Take the data that follows and retype it word for word.

* _Data shown_:

## BEGIN

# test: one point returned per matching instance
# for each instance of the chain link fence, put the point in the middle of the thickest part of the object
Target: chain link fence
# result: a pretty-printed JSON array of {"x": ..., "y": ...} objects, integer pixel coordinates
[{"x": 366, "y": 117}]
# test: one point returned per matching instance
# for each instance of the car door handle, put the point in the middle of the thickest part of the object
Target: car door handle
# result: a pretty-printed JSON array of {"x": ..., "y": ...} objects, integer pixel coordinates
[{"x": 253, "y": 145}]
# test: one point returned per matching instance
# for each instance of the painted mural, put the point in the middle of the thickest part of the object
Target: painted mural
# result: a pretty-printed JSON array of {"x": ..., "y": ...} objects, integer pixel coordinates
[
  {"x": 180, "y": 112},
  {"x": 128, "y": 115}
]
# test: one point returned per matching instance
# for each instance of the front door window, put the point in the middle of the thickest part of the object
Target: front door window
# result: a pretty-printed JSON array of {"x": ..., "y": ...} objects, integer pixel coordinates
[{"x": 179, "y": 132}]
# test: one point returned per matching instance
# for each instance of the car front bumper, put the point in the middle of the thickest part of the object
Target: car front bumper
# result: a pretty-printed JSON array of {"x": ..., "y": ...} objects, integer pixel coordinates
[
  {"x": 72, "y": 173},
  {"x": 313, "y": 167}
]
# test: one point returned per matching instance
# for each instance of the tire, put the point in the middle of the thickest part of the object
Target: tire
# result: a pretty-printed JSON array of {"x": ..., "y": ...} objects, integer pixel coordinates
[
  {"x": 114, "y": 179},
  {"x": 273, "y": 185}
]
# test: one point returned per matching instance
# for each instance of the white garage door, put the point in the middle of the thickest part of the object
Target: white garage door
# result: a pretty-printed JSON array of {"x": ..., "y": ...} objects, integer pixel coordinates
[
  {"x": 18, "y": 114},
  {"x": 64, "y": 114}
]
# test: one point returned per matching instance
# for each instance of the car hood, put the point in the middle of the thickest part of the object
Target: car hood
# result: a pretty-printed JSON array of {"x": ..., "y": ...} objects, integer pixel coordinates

## END

* _Answer to this task_:
# test: one point returned per matching instance
# for each instance of the chain link fence, put the point in the middle of the thickest part of the object
Target: chain link fence
# result: a pretty-printed JSON array of {"x": ..., "y": ...} objects, integer pixel coordinates
[{"x": 366, "y": 117}]
# test: one point returned per matching instance
# for each instance of the car door handle, put the point in the middle of the thickest part of the object
Target: car door handle
# result: a pretty-printed JSON array of {"x": ..., "y": ...} objects, integer pixel coordinates
[{"x": 253, "y": 145}]
# test: one point returned per matching instance
# for each instance of the painted mural, put the point in the middle of the thickest part of the object
Target: painted mural
# result: a pretty-printed JSON array of {"x": ..., "y": ...} objects, integer pixel coordinates
[
  {"x": 180, "y": 112},
  {"x": 128, "y": 115}
]
# test: one point returned per matching instance
# for each instance of the front door window, put the point in the middle of the thickest part of the object
Target: front door window
# result: a pretty-printed JSON array of {"x": ..., "y": ...} objects, integer pixel coordinates
[{"x": 179, "y": 132}]
# test: one point returned per matching instance
# for each instance of the car front bumper, put the point in the middle of the thickest part of the object
Target: car front bumper
# result: a pretty-printed JSON array of {"x": ..., "y": ...} objects, integer pixel coordinates
[
  {"x": 72, "y": 173},
  {"x": 313, "y": 167}
]
# test: one point returned per matching instance
# for each instance of the tire, put the point in the middle of the thickest part of the object
Target: tire
# result: a pretty-printed JSON array of {"x": ..., "y": ...} objects, integer pixel coordinates
[
  {"x": 114, "y": 179},
  {"x": 273, "y": 185}
]
# test: one point returned per matching instance
# for each instance of the white garage door, put the point in the middle of the thickest part of the object
Target: white garage door
# result: a pretty-printed JSON array of {"x": ..., "y": ...} objects, integer pixel coordinates
[
  {"x": 18, "y": 114},
  {"x": 64, "y": 114}
]
# test: one point returned per matching instance
# for each instance of the car hood, put the point in the middle of the thickest part of the object
Target: car hood
# result: a pretty-printed JSON array of {"x": ..., "y": ...} objects, integer pixel coordinates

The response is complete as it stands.